> Work to complete:
Find the line with "If you could tag each instance of the small" in the entries below. Repeat it, every following line, and the line with "If you could tag each instance of the pair", exactly and with nothing added.

[Referring expression data]
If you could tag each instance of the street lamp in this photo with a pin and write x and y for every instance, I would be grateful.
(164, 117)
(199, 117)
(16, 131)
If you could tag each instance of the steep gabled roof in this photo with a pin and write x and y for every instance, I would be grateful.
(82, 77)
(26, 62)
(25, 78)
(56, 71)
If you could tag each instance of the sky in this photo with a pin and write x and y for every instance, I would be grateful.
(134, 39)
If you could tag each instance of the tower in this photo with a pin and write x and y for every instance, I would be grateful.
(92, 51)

* * *

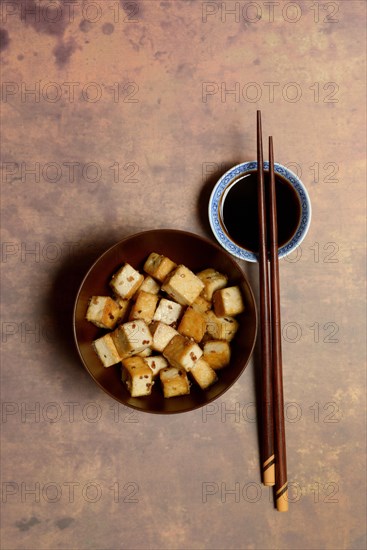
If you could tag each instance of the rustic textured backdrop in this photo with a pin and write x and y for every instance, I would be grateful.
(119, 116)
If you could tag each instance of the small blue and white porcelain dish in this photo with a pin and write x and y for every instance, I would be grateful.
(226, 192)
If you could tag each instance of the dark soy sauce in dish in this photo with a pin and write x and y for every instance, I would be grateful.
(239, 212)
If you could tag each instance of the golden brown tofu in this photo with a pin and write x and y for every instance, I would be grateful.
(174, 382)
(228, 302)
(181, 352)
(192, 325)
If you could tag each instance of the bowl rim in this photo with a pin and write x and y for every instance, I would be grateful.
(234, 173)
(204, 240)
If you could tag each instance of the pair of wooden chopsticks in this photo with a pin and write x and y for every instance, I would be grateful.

> Answer section:
If you could tag each instance of the small blue and white porcelain dish in this photo with a pin and write x and y for every instance, I would be grateful.
(226, 192)
If you could tag each instance of the dark soy sauce in dish in this photo with a pin and write x and y for every instance, I would be grateful.
(239, 212)
If you could tag each instance of the golden brown tofu in this photo with a pin and write x and y for every instance, I would be grateful.
(174, 382)
(228, 302)
(181, 352)
(192, 325)
If you could tag each instance of the bowl rim in this photo with a pin and write x and y for every instance, I would be grateful.
(234, 173)
(204, 240)
If you could tag each instance of the pair of wooden chopsticks in this photo with a pin and write x and y for every instance, I would be grateful.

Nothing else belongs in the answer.